**Task description**
Pull out every line of the rows below that contains the string "target", matching its case exactly.

**Supplied records**

— START —

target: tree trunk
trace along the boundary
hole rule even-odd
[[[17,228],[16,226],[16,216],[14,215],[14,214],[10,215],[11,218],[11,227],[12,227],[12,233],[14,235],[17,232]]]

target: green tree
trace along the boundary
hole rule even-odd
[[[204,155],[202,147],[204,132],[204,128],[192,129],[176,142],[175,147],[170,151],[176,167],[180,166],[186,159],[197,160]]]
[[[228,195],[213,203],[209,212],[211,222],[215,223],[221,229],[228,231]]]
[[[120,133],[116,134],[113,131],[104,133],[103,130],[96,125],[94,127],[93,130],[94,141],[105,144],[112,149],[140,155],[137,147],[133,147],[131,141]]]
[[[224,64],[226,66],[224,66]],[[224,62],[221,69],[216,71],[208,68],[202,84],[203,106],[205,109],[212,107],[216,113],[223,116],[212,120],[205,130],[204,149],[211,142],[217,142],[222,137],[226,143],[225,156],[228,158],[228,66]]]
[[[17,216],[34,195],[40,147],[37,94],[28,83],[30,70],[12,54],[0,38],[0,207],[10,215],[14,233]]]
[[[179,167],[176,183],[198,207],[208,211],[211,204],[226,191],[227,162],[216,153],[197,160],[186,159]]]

— END —
— START —

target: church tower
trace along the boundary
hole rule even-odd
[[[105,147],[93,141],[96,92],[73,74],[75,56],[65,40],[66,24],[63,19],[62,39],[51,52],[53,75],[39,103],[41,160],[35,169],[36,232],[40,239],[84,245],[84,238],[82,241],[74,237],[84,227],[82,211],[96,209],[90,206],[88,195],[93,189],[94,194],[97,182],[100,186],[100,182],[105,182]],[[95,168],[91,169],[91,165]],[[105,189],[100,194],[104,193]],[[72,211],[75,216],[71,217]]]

— END —
— START —

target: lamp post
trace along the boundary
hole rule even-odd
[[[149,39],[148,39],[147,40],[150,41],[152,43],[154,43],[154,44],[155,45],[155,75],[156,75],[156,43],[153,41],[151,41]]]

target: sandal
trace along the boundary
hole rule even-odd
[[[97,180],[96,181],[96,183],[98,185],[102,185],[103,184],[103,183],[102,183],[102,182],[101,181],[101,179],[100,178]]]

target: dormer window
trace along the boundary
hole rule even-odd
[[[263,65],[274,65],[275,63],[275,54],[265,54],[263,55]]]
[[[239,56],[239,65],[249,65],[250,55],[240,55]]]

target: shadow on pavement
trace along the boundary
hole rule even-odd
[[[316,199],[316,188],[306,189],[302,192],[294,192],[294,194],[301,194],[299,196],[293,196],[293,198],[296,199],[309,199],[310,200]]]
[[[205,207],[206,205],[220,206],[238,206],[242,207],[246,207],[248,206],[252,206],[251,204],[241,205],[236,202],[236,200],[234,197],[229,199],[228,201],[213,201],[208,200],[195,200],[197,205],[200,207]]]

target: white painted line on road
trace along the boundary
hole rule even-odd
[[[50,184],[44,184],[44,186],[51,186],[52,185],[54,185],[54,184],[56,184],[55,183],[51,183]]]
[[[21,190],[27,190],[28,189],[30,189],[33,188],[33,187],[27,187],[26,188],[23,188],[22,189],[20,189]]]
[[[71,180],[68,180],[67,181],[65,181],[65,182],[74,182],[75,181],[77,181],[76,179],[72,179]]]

— END —

**Answer in full**
target: tree trunk
target: green tree
target: church tower
target: lamp post
target: sandal
target: dormer window
target: shadow on pavement
target: white painted line on road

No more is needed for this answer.